- Date: 17–23 June
- Edition: 101st
- Category: WTA 500
- Draw: 28S / 24Q / 16D
- Surface: Grass
- Location: Berlin, Germany
- Venue: Rot-Weiss Tennis Club

Champions

Singles
- Jessica Pegula

Doubles
- Wang Xinyu / Zheng Saisai
- ← 2023 · German Open (WTA) · 2025 →

= 2024 Berlin Ladies Open =

The 2024 Berlin Ladies Open (also known as the ecotrans Ladies Open for sponsorship reasons) was a professional tennis tournament played on outdoor grass courts at the Rot-Weiss Tennis Club in Berlin, Germany from 17 June to 23 June 2024. It was the 101st edition of the WTA German Open, classed as a WTA 500 on the 2024 WTA Tour. Fourth-seeded Jessica Pegula won the singles title.

Exercises to complete
1. Can you restate the passage of the Berlin Ladies Open text that opens with "The 2024 Berlin" and closes with "the singles title.", changing "grass" to "clay"?
2. Can you carry on the Berlin Ladies Open text from its final sentence?

Extracted entries
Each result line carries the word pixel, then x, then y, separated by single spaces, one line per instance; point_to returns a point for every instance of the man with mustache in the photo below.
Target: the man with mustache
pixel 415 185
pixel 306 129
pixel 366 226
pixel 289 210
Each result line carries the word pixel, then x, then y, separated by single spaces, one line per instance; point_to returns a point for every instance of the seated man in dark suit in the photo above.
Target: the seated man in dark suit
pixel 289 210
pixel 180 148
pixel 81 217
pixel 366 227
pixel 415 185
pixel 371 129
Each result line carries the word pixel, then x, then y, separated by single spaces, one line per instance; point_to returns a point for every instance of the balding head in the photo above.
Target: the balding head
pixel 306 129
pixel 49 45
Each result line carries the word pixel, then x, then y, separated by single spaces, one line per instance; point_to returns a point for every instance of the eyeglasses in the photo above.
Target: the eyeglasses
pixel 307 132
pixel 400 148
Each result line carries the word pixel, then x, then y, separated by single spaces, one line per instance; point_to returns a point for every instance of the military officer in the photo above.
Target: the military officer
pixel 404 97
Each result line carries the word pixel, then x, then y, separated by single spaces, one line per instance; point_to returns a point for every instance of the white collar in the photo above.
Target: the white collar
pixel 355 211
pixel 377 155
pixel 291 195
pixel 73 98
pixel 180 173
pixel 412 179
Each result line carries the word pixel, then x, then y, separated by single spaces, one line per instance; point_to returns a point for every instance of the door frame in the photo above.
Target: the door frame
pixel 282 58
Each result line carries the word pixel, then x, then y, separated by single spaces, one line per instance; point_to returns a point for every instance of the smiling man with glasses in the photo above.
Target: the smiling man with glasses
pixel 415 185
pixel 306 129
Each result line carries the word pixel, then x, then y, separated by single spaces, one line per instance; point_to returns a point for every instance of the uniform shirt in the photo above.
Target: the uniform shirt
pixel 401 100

Responses per task
1.
The 2024 Berlin Ladies Open (also known as the ecotrans Ladies Open for sponsorship reasons) was a professional tennis tournament played on outdoor clay courts at the Rot-Weiss Tennis Club in Berlin, Germany from 17 June to 23 June 2024. It was the 101st edition of the WTA German Open, classed as a WTA 500 on the 2024 WTA Tour. Fourth-seeded Jessica Pegula won the singles title.

2.
==Champions==

===Singles===

- USA Jessica Pegula def. Anna Kalinskaya, 6–7^{(0–7)}, 6–4, 7–6^{(7–3)}

===Doubles===

- CHN Wang Xinyu / CHN Zheng Saisai def. TPE Chan Hao-ching / Veronika Kudermetova, 6–2, 7–5

==Singles main-draw entrants==
===Seeds===

| Country | Player | Rank | Seed |
|---|---|---|---|
| USA | Coco Gauff | 2 | 1 |
|  | Aryna Sabalenka | 3 | 2 |
| KAZ | Elena Rybakina | 4 | 3 |
| USA | Jessica Pegula | 5 | 4 |
| CZE | Markéta Vondroušová | 6 | 5 |
| CHN | Zheng Qinwen | 8 | 6 |
| GRE | Maria Sakkari | 9 | 7 |
| TUN | Ons Jabeur | 10 | 8 |

- Rankings are as of 10 June 2024.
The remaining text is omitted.